EXERCISE PROMPT –
Only the lines from the one containing "Annotation task: mark the white" through the final line of the material below should be output, exactly as they stand.

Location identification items
_ _ _ _
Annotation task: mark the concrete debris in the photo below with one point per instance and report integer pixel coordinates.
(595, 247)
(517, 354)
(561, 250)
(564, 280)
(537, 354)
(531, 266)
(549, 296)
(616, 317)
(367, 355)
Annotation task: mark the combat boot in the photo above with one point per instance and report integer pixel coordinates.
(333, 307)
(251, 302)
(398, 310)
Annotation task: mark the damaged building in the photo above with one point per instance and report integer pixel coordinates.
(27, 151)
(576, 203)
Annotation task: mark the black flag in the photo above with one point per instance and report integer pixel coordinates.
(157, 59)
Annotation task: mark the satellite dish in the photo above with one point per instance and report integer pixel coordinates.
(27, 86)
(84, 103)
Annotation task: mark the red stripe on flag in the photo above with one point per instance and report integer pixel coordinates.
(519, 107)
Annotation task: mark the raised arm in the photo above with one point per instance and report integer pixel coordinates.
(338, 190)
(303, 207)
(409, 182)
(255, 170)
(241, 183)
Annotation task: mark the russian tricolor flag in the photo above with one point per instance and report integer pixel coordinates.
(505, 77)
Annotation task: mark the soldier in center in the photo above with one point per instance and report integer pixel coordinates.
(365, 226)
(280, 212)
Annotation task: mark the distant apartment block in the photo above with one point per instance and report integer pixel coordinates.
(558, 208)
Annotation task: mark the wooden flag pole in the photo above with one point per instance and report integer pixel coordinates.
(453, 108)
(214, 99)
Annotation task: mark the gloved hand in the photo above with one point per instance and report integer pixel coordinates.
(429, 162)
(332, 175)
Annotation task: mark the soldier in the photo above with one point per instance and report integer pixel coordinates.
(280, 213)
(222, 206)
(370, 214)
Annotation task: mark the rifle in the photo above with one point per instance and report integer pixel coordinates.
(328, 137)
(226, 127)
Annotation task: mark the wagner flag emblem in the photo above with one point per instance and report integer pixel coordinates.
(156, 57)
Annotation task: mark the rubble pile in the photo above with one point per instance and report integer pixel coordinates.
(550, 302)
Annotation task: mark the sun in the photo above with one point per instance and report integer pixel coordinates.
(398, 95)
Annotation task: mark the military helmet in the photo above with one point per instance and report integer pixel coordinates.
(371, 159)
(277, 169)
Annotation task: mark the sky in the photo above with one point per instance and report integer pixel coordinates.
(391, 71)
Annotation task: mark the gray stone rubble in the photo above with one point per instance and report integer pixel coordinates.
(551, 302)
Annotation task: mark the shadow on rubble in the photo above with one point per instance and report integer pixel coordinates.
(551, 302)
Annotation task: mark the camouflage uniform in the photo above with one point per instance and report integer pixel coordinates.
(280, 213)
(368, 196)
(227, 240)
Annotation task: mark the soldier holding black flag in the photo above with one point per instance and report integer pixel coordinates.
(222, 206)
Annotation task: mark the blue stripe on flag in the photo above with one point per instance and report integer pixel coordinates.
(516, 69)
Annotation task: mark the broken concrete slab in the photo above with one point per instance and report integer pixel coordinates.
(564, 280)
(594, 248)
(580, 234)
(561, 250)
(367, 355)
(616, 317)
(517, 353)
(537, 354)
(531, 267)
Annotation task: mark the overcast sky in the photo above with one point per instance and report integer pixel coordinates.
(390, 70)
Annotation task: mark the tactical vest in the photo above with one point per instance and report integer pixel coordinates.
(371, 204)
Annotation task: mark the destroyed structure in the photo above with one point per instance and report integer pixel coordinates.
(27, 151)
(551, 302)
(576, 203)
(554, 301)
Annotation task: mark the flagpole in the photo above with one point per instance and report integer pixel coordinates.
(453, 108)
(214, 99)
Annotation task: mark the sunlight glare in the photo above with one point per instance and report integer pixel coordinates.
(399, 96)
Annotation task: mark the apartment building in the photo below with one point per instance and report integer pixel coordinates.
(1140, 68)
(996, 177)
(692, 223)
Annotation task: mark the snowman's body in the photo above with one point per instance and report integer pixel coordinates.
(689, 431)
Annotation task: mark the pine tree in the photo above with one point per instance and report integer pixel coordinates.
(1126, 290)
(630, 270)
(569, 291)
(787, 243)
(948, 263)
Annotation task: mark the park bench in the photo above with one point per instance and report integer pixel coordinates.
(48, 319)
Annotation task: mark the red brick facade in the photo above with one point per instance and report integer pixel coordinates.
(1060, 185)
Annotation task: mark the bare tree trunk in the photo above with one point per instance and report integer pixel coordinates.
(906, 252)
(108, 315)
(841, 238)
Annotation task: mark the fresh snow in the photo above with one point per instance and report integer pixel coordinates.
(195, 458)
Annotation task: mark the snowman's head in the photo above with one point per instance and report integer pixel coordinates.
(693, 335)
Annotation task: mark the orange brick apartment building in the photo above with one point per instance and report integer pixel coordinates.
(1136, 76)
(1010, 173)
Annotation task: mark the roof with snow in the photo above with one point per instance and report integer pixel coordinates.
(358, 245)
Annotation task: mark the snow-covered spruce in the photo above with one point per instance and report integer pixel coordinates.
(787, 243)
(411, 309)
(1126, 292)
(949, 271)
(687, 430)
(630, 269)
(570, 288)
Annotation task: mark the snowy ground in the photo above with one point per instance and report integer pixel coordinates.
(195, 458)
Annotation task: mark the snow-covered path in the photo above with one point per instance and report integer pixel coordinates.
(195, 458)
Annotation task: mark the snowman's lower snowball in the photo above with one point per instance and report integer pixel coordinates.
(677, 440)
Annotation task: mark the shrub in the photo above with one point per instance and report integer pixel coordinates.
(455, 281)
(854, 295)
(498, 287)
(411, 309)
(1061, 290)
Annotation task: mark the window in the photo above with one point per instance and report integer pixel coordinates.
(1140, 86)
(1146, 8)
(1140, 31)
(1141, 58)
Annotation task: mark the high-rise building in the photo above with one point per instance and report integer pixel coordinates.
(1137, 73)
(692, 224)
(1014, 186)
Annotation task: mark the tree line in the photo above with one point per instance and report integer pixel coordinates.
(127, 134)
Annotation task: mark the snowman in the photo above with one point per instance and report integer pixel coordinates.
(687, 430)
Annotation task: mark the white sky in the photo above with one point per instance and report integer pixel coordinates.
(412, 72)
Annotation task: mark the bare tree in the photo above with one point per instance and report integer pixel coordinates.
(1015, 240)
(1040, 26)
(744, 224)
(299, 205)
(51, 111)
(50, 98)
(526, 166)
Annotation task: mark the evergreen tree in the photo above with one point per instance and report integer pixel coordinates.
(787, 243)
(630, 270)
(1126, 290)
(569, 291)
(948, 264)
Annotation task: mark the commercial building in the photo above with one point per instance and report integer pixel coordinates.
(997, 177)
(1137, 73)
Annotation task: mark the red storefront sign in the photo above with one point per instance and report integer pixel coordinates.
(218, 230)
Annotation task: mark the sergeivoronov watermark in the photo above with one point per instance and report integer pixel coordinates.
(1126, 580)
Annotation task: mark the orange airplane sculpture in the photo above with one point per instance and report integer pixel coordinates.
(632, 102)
_ _ _ _
WRITTEN ANSWER –
Annotation task: mark the white sky in the photo above with one point per instance and report integer pixel coordinates.
(412, 72)
Annotation task: mark the bare tree in the photo above with one point per instance and report integer pixel coordinates.
(1015, 240)
(1040, 26)
(744, 224)
(299, 205)
(51, 111)
(50, 98)
(526, 166)
Annotation task: mark the evergreen tree in the photo above with one point per instance and report integer pixel coordinates.
(787, 243)
(630, 270)
(1126, 290)
(569, 291)
(948, 264)
Annotation task: mark the commercial building in the photo above with one point per instance and report integer pixel coordinates.
(997, 177)
(1137, 73)
Annotation task: mark the red storefront sign in the photo above with one point per instance and report integer pixel coordinates.
(218, 230)
Annotation task: mark the sergeivoronov watermark in the photo above with one point per instance and report integer pixel coordinates.
(1126, 580)
Annotation task: mark the orange airplane sculpture in the photo above with one point per instance and report integer pixel coordinates.
(632, 102)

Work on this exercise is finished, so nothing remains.